- _Quoted passage_:
----------------

Studio album by Colour Haze
- Released: 1995
- Recorded: January 30 – February 3, 1995
- Studio: Mystery Music Prod. Munich
- Genre: Stoner rock, psychedelic rock
- Length: 60:06

Colour Haze chronology
|  | Chopping Machine (1995) | Seven (1998) |

= Chopping Machine =

Chopping Machine is the debut album by the stoner rock band Colour Haze, released in 1995. It was recorded January 30 – February 3, 1995, and mixed in July 1995 in Munich.

The album received a rating of 8 out of 12 from Visions.de. Ox-Fanzine criticized the overall package and booklet, whereas the music was "actually really good. Technically flawless, dense noise attacks full of clean breaks".

----------------

- _Provided records_:

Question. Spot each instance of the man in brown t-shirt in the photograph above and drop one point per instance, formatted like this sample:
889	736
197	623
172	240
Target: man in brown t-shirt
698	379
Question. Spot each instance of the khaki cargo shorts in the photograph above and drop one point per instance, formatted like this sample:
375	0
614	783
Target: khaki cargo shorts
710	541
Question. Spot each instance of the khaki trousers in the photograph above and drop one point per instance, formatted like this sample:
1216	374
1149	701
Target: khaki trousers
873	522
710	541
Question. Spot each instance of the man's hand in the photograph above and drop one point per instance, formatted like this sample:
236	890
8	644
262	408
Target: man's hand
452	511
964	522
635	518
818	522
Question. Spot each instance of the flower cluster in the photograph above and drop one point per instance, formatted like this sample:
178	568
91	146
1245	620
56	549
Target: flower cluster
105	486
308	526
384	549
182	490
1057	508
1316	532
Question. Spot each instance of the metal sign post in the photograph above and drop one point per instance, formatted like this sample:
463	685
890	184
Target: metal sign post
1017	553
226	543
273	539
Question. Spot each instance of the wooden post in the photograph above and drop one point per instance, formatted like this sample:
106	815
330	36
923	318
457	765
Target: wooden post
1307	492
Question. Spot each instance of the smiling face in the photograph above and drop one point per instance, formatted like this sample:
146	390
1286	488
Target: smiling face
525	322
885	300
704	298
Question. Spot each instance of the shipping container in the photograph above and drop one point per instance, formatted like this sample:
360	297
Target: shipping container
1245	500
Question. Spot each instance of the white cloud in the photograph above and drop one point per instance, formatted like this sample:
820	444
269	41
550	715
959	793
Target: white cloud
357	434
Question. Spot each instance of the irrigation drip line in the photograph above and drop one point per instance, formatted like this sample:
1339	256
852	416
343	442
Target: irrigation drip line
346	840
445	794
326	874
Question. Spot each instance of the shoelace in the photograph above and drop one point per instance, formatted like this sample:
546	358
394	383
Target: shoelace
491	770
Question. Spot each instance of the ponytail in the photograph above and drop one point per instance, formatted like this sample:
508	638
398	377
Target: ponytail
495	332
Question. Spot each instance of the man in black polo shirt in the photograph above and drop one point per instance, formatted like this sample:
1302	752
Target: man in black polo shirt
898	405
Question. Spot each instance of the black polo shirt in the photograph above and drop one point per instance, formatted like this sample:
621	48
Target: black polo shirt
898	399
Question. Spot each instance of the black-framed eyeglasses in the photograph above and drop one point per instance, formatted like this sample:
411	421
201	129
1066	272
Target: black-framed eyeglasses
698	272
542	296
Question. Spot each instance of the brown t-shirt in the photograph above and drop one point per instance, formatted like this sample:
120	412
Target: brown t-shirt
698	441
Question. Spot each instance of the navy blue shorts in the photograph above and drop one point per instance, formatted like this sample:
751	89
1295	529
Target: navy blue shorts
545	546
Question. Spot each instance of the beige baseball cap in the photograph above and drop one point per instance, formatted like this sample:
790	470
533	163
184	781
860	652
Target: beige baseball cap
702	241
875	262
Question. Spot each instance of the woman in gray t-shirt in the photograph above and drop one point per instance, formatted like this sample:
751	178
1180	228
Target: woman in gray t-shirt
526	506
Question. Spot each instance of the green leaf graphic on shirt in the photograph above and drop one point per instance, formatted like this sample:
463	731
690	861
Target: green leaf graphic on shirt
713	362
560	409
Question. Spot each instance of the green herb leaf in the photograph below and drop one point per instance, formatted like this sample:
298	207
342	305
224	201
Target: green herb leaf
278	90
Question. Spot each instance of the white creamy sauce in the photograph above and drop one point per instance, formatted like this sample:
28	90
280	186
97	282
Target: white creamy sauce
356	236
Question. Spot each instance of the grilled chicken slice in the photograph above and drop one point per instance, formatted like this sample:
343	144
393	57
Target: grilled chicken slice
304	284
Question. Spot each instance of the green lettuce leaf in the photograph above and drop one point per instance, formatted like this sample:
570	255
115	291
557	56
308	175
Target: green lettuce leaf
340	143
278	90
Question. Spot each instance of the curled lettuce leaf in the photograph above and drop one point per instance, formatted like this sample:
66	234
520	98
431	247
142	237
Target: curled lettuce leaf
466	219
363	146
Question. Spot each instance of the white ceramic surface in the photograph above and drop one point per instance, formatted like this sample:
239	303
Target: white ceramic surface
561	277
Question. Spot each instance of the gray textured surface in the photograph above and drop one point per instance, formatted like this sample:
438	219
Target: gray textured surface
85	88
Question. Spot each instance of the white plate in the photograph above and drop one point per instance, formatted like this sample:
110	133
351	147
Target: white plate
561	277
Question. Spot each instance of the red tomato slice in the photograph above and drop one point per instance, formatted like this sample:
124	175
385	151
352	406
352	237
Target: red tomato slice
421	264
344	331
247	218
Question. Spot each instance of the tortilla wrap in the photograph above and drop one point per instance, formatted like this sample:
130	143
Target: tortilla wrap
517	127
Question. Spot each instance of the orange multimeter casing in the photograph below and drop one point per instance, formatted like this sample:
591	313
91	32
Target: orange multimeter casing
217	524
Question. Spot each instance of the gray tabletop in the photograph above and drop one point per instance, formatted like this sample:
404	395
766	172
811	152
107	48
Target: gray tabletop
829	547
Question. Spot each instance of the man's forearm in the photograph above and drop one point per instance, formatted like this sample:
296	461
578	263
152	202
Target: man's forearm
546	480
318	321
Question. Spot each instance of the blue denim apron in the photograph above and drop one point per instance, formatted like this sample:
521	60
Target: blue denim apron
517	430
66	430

----------------

- _Work to do_: Can you change "debut album" to "first album" in the Chopping Machine article and give it again from "Chopping Machine is" up to and including "1995 in Munich."? You won't need the lines for this.

- _Output_:
Chopping Machine is the first album by the stoner rock band Colour Haze, released in 1995. It was recorded January 30 – February 3, 1995, and mixed in July 1995 in Munich.